Object detection data:

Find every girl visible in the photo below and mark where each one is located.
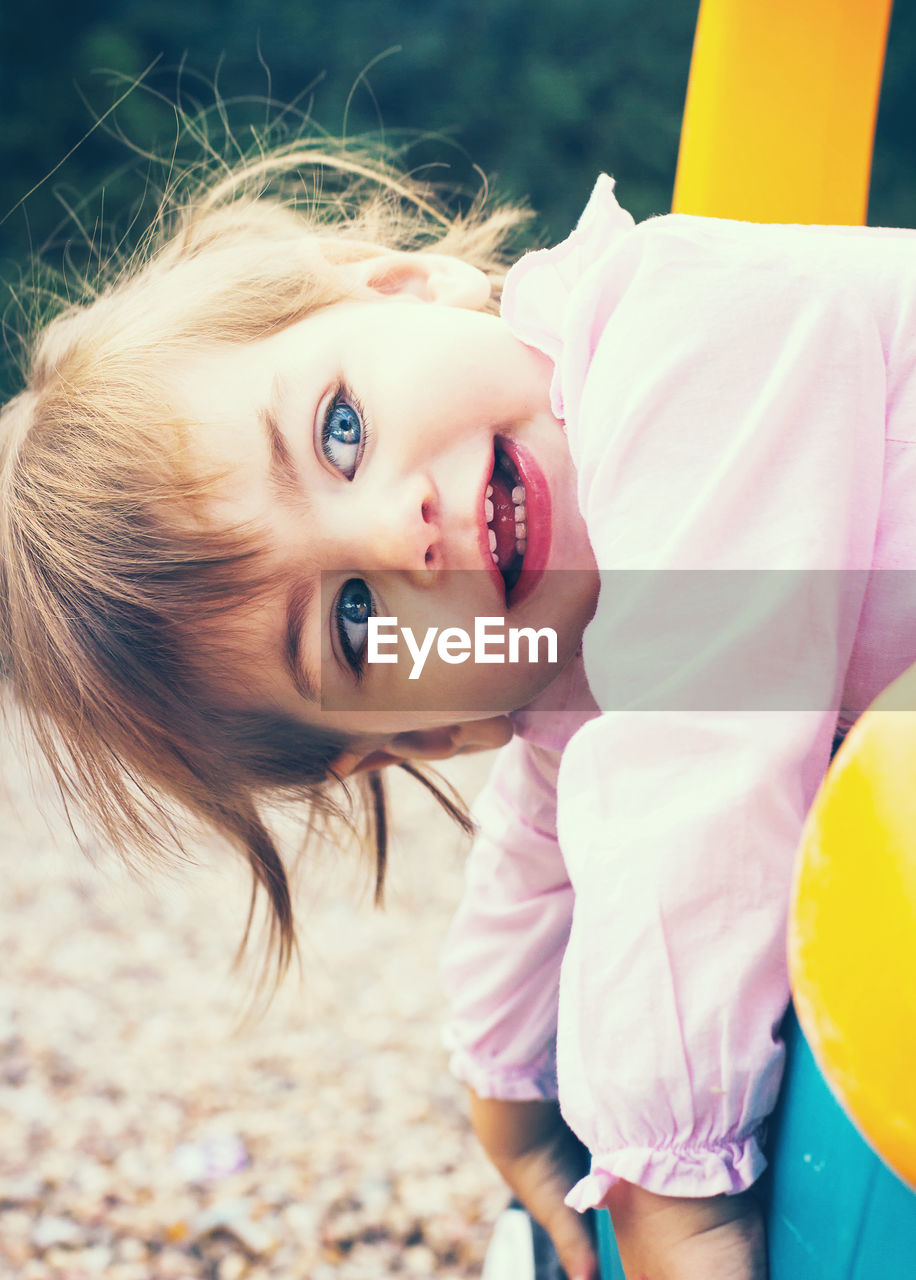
[0,148,916,1280]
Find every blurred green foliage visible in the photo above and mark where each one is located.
[0,0,916,391]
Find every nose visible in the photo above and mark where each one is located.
[352,472,443,586]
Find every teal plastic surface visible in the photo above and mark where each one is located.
[596,1015,916,1280]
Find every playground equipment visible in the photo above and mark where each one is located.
[487,0,916,1280]
[597,0,916,1280]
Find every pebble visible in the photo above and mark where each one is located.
[0,740,505,1280]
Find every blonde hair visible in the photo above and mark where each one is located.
[0,137,523,979]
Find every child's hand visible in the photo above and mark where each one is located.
[605,1183,766,1280]
[471,1092,599,1280]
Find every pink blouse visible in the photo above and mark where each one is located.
[443,177,916,1210]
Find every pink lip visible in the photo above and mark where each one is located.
[477,436,551,609]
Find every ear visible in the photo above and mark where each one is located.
[344,250,490,311]
[330,716,512,780]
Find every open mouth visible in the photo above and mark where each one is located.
[484,442,528,604]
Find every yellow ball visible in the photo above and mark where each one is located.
[788,667,916,1187]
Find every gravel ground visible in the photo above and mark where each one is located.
[0,741,505,1280]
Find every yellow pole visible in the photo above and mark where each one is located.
[788,667,916,1188]
[673,0,890,225]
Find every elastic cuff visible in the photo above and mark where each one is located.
[565,1138,766,1213]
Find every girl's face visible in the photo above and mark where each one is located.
[179,255,597,737]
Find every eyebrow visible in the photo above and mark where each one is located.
[258,378,306,504]
[283,579,319,703]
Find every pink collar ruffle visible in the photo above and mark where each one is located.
[501,173,635,420]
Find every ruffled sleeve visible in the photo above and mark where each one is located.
[441,737,573,1101]
[501,173,635,421]
[532,202,885,1210]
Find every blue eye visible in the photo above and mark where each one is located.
[335,577,372,676]
[321,390,367,480]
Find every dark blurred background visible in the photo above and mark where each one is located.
[0,0,916,391]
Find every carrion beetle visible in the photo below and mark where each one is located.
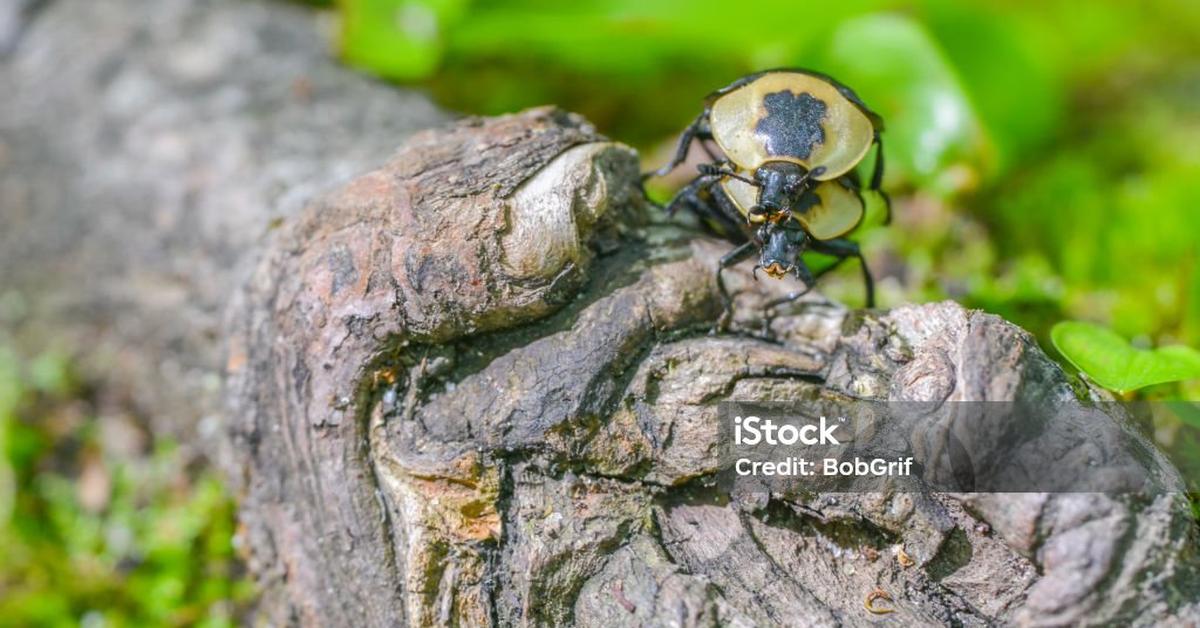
[644,70,890,323]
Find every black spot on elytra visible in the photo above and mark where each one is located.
[754,90,827,160]
[792,187,821,214]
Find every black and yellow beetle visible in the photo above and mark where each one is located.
[647,70,890,317]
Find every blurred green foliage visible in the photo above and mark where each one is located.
[1050,321,1200,393]
[336,0,1200,397]
[0,343,253,627]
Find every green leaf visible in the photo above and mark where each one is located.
[826,13,994,193]
[1050,321,1200,393]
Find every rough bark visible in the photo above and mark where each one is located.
[229,109,1200,627]
[0,0,446,441]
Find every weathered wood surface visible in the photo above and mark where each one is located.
[229,109,1198,627]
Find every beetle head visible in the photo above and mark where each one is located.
[750,161,817,222]
[755,221,806,279]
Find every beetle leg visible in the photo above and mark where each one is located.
[716,241,755,331]
[809,238,875,309]
[767,238,875,310]
[666,175,745,244]
[642,107,713,181]
[871,131,892,225]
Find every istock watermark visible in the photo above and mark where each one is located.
[719,399,1184,494]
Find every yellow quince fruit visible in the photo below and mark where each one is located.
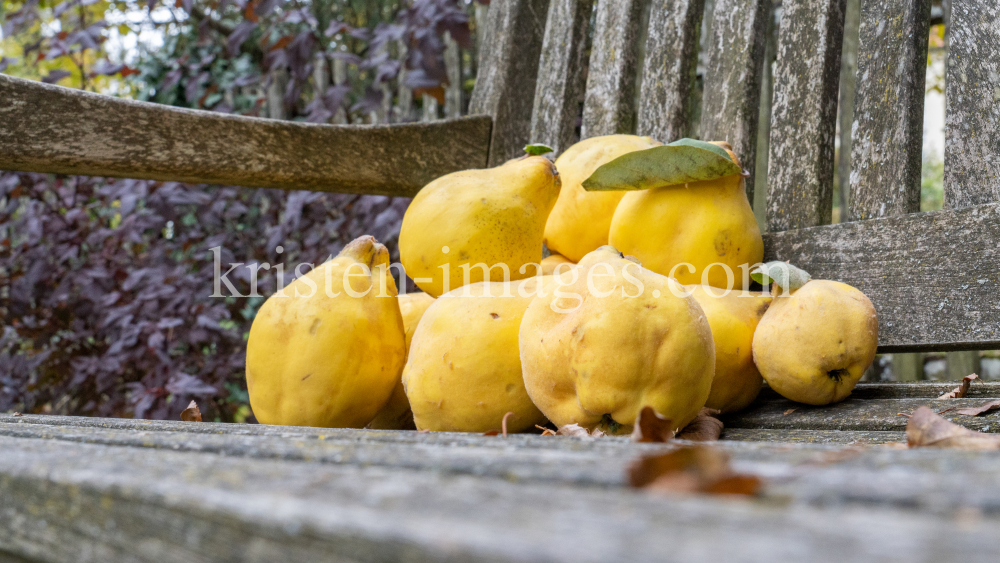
[367,291,434,430]
[399,156,559,297]
[545,135,660,262]
[518,246,715,434]
[609,143,764,289]
[540,253,576,276]
[403,277,545,432]
[246,236,406,428]
[689,285,772,413]
[753,280,878,405]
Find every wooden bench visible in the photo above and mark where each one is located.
[0,0,1000,562]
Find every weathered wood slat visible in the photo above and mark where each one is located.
[0,425,1000,563]
[582,0,649,138]
[469,0,549,166]
[723,398,1000,433]
[0,75,491,197]
[0,438,1000,563]
[722,428,906,444]
[767,0,844,231]
[764,204,1000,352]
[636,0,705,143]
[850,0,931,221]
[837,0,861,219]
[701,0,771,202]
[531,0,594,155]
[757,384,1000,402]
[944,0,1000,208]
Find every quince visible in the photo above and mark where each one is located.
[609,143,764,289]
[247,236,406,428]
[519,246,715,434]
[545,135,660,262]
[368,291,434,430]
[689,285,772,413]
[399,156,559,297]
[540,253,576,276]
[753,280,878,405]
[403,277,545,432]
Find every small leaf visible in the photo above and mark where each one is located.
[524,143,555,156]
[632,406,674,442]
[583,139,743,191]
[627,446,763,495]
[750,260,812,291]
[955,399,1000,416]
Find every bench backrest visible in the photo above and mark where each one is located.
[470,0,1000,352]
[0,0,1000,352]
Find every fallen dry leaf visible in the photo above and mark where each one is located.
[181,401,202,422]
[938,373,979,399]
[627,446,762,495]
[906,407,1000,450]
[556,423,605,438]
[674,407,723,442]
[632,406,674,442]
[952,399,1000,416]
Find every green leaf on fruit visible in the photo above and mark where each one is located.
[583,139,743,191]
[750,260,812,291]
[524,143,555,156]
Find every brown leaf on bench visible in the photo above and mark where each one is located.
[627,446,762,495]
[906,407,1000,450]
[181,401,202,422]
[674,407,723,442]
[938,373,979,399]
[632,406,674,442]
[955,399,1000,416]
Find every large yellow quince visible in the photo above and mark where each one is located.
[545,135,660,262]
[753,280,878,405]
[689,285,772,413]
[403,278,545,432]
[399,156,559,297]
[609,143,764,289]
[519,246,715,433]
[246,236,406,428]
[368,291,434,430]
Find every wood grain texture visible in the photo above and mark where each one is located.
[764,204,1000,352]
[469,0,549,166]
[0,437,1000,563]
[701,0,771,202]
[0,75,490,197]
[837,0,861,223]
[582,0,650,138]
[636,0,718,143]
[767,0,844,231]
[531,0,594,155]
[944,0,1000,208]
[849,0,931,221]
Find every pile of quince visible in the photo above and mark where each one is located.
[246,135,878,434]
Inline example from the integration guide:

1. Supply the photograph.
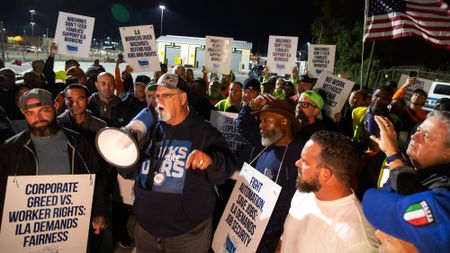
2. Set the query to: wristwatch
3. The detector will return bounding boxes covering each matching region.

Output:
[386,152,405,164]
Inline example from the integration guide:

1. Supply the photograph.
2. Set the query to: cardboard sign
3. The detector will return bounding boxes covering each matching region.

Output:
[212,163,281,253]
[55,11,95,57]
[210,110,248,151]
[117,174,134,206]
[398,75,433,102]
[308,44,336,78]
[315,72,355,120]
[267,35,298,76]
[0,175,95,253]
[209,111,253,180]
[205,36,233,75]
[119,25,161,72]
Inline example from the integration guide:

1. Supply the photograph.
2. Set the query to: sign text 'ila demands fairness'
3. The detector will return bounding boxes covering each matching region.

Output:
[0,175,95,252]
[212,163,281,253]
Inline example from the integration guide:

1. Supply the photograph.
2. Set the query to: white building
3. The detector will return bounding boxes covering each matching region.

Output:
[156,35,252,73]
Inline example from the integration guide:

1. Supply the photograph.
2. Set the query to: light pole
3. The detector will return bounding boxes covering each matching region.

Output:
[159,5,166,36]
[0,21,5,63]
[29,10,36,45]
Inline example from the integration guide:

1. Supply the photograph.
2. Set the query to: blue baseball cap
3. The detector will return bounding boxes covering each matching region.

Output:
[363,189,450,252]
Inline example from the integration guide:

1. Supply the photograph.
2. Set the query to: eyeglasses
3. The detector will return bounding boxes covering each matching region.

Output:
[297,101,318,108]
[152,92,182,99]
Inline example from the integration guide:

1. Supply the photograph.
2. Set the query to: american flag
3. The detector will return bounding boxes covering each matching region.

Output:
[364,0,450,49]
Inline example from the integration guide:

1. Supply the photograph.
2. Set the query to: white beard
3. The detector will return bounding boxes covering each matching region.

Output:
[158,110,172,122]
[261,130,283,147]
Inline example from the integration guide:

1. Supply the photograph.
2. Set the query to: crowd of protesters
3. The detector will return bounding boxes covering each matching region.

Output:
[0,44,450,252]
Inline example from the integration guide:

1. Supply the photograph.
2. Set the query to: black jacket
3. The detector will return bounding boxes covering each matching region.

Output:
[383,163,450,194]
[0,128,105,223]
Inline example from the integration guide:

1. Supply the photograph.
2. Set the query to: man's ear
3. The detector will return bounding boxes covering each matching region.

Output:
[320,167,333,182]
[180,92,187,105]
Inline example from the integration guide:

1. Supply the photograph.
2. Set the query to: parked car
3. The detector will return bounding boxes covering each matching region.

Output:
[26,46,42,53]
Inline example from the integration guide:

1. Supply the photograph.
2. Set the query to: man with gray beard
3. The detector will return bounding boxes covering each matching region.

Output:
[277,131,378,253]
[237,95,302,252]
[0,88,106,239]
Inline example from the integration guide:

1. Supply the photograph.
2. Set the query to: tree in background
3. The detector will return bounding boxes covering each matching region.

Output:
[311,0,380,86]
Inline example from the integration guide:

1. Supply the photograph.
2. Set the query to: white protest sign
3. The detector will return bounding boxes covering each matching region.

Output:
[307,44,336,78]
[0,175,95,253]
[117,174,134,206]
[398,75,433,101]
[212,163,281,253]
[55,11,95,57]
[210,111,248,151]
[314,72,355,120]
[119,25,161,72]
[267,35,298,76]
[205,36,233,75]
[209,111,253,180]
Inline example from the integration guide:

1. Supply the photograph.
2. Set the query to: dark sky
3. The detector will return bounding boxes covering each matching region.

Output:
[0,0,320,52]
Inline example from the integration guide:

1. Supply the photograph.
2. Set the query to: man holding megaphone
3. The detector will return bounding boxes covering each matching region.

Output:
[97,74,236,252]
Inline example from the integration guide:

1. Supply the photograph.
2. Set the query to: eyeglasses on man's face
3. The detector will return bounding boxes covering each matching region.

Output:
[151,92,182,99]
[298,101,318,108]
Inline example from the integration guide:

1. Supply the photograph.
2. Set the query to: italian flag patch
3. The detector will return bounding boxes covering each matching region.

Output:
[403,201,434,226]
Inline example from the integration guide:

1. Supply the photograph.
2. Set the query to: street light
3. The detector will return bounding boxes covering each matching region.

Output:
[159,5,166,36]
[29,10,36,43]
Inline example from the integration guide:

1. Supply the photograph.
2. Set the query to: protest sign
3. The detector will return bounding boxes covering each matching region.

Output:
[212,163,281,253]
[55,11,95,57]
[307,44,336,78]
[210,111,247,151]
[209,111,253,180]
[117,174,134,206]
[0,175,95,253]
[314,71,355,120]
[205,36,233,75]
[119,25,161,72]
[398,75,433,102]
[267,35,298,76]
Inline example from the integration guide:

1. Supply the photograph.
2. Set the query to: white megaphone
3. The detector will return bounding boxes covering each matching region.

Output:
[95,108,155,168]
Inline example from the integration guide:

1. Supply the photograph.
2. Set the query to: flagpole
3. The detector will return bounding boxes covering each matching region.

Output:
[363,40,375,87]
[359,0,368,85]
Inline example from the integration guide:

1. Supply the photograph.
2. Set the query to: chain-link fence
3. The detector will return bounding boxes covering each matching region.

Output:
[375,68,450,88]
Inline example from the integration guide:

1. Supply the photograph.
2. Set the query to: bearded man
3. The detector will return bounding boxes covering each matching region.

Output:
[237,94,302,252]
[277,131,378,253]
[0,88,106,235]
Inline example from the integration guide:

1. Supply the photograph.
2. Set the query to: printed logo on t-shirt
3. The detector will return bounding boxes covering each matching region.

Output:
[152,140,192,193]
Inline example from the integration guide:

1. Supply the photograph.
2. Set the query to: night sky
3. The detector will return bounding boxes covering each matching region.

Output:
[0,0,320,52]
[0,0,450,67]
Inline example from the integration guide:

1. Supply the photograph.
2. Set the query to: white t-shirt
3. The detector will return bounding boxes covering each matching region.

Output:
[281,191,379,253]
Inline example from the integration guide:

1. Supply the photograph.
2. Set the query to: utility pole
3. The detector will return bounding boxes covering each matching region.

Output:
[0,21,5,62]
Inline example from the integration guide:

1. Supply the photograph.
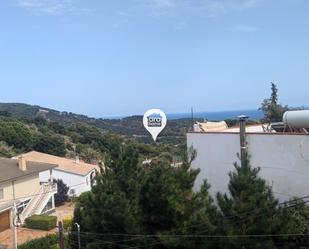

Problem:
Arrange the lines of the records as a numbered list, starting at the beginning of the records and ending at the line that contains "[484,442,528,604]", with both ends included and any blank lines left out. Omit the pictures from your list.

Worked solution:
1. Find every girl visible in the photo below and mark where each one is located.
2. [0,148,916,1280]
3. Find every blurred green foliage visible in the photo above and mark where each one is located.
4. [0,0,916,391]
5. Find every nose visible in the photo above and mark where each one is located.
6. [352,472,443,586]
7. Find every teal plastic surface visible in the photo above and mark where each one is located.
8. [596,1015,916,1280]
9. Find every playground equipment visible in the photo above and mark where each one is located.
10. [487,0,916,1280]
11. [597,0,916,1280]
12. Find every pebble visible in the photo above and mark where each one is located.
13. [0,740,505,1280]
14. Find every blonde hair visible in the photo above and mark where each one is located.
15. [0,137,523,979]
16. Find every child's hand visible in the photo above and mark where each one is located.
17. [605,1183,766,1280]
18. [471,1092,599,1280]
19. Find every pink blouse visible in the photo above and mark where each one is located.
20. [443,177,916,1210]
21. Find every pink lip visible in the photo above and mark where each one is located.
22. [477,436,551,609]
23. Find every ear visible in the photo above and mark where each one is located.
24. [344,250,490,311]
25. [330,716,512,780]
26. Find every open mouth visible in the photo above and mark where each one is located.
27. [484,442,528,604]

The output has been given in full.